**Problem set**.
#1 Summarize the article on Trevor Nelson's death in two sentences.
#2 Carry on writing the article on Trevor Nelson's death, starting after its final sentence.

**Document excerpt**.
::::::::
And Another Preventable Death…

I know we’ve covered preventable deaths quite a bit lately, but the issue just doesn’t go away, and in this climate where the health care debate seems to be the most common topic of conversation, don’t you find it timely? I urge you again to read the Dead by Mistake series by Hearst Newspapers, which is what I was reading when I came across this story about another preventable death, this time at renowned Massachusetts General Hospital in Boston.

The death took place in 2003 and involved Trevor Nelson, a healthy young (34) man who was a producer for the CBS news show “60 Minutes.” Nelson visited the hospital and was diagnosed with viral meningitis, which generally clears up in 7 to 10 days if left untreated. Within 24 hours, however, Nelson was dead, possibly from an overdose of prescription narcotics. To make matters worse, Nelson’s family claims the hospital tried to cover up its deadly mistake.

Nelson’s hospital records indicate he was given quite a cocktail of drugs, including Vicodin, morphine, Dilaudid, Tylenol 3 (which contains codeine), Ativan, and Fioricet, over a 15-hour span. At the end of that time period, Nelson had no pulse and was not breathing. The family took him off life support later the same day.
::::::::
[Extracted records]

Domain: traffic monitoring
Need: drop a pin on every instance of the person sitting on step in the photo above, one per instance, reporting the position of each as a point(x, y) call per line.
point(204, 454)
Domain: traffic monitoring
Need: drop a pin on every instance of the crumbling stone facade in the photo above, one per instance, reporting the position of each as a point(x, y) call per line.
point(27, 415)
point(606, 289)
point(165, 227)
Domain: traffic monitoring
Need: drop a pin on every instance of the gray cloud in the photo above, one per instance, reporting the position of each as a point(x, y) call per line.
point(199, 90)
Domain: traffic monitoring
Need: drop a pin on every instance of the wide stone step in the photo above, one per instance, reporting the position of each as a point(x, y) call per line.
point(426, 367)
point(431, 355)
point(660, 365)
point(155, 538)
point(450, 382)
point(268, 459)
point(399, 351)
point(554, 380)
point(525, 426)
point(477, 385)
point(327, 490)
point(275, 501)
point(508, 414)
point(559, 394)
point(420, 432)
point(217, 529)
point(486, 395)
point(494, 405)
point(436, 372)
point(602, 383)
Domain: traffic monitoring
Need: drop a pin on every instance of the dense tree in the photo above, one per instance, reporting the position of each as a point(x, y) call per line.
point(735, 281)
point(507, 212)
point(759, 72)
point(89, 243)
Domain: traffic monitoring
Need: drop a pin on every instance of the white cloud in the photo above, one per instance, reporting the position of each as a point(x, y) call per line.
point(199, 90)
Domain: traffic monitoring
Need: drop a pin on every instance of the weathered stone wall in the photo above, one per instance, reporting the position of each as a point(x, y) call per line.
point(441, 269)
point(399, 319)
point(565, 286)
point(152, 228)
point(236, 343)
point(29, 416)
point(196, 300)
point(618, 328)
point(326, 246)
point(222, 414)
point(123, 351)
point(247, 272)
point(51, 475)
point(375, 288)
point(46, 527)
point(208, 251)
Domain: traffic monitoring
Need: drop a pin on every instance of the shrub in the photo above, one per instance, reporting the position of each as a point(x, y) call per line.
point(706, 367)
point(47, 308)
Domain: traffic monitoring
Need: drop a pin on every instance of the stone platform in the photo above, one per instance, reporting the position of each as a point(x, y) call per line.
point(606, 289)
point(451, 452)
::::::::
**Answers for the tasks**.
#1 In 2003, Trevor Nelson, a healthy 34-year-old producer for "60 Minutes," was diagnosed with viral meningitis at Massachusetts General Hospital in Boston and died within 24 hours, possibly from an overdose of prescription narcotics. His hospital records show he was given Vicodin, morphine, Dilaudid, Tylenol 3, Ativan, and Fioricet over a 15-hour span, and his family claims the hospital tried to cover up its deadly mistake.

#2
Massachusetts hospitals are required by law to report any of the 28 “never events” to the Department of Public Health. In addition, law indicates that if a patient dies within 24 hours of admission to a hospital OR if an otherwise healthy patient suddenly dies, an independent state medical examiner must be called to investigate the cause of death. In Nelson’s case, no inquiry was filed by the hospital, and the hospital itself conducted the autopsy. The autopsy indicated that Nelson did not have inflammation of the brain, but in contradiction the death certificate issued by the hospital noted that viral meningitis was the cause of death.

Nelson’s stepfather, a physician, said he requested an independent autopsy but that the hospital claimed the request was denied because the patient had been hospitalized for longer than 24 hours. Hospital records indicated, however, that Nelson was in the hospital just under 24 hours: he was admitted at 9:56 pm and died the following night at 9:50 pm.

Nelson’s family has filed a wrongful death lawsuit against the hospital.